◆ What you have to do ◆
Below are some records; repeat them all exactly, minus the pictures.

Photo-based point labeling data
— Start —

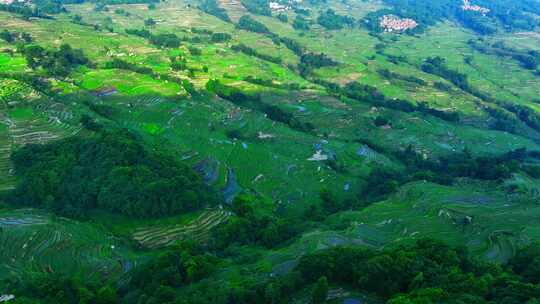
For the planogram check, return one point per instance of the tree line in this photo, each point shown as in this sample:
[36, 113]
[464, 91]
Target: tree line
[110, 170]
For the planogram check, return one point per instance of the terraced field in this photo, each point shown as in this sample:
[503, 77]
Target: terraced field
[295, 134]
[197, 230]
[32, 242]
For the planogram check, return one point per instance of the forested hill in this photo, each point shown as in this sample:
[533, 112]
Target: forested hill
[257, 151]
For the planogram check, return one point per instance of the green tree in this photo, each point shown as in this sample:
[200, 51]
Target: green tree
[320, 292]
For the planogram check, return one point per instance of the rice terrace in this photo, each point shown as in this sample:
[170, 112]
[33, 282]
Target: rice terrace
[270, 151]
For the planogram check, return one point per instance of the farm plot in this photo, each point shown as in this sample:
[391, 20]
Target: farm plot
[198, 230]
[33, 241]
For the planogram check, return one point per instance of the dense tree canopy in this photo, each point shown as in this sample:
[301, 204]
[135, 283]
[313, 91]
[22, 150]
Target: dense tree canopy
[112, 171]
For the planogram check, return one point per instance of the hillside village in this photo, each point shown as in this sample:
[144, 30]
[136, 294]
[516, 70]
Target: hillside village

— End —

◆ Solution to this problem ◆
For the planogram check, return one point per instance of the tree line in this photo, each point shown as in this sample:
[36, 113]
[464, 91]
Target: tree line
[110, 170]
For the planogram check, return one point per instance of the terraced field in this photo, each point shown as in this sample:
[503, 77]
Target: terraced field
[295, 134]
[197, 230]
[32, 242]
For the planogram check, return one point per instance of the forested hill in this photo, each point shown as in this sample:
[533, 112]
Target: forested hill
[257, 151]
For the planogram check, return one point per instance of the green tree in this photo, each point shown as in this sample:
[200, 51]
Target: green tree
[320, 292]
For the planogram check, return one point per instance of the rice terrace in this photo, each point shown as in this sample:
[170, 112]
[33, 282]
Target: rice terrace
[270, 151]
For the planogram check, return one point per instance of the farm plot in this photo, each point shown as in this sample:
[391, 20]
Target: farm plot
[198, 230]
[33, 241]
For the planogram check, return one point per instance of the dense tree canopy in this photo, each point shown as in this sample:
[301, 204]
[135, 283]
[313, 91]
[22, 150]
Target: dense tree canopy
[112, 171]
For the planogram check, return one point per instance of the hillside village in this photo, each point shown as in this sample:
[144, 30]
[136, 294]
[516, 70]
Target: hillside village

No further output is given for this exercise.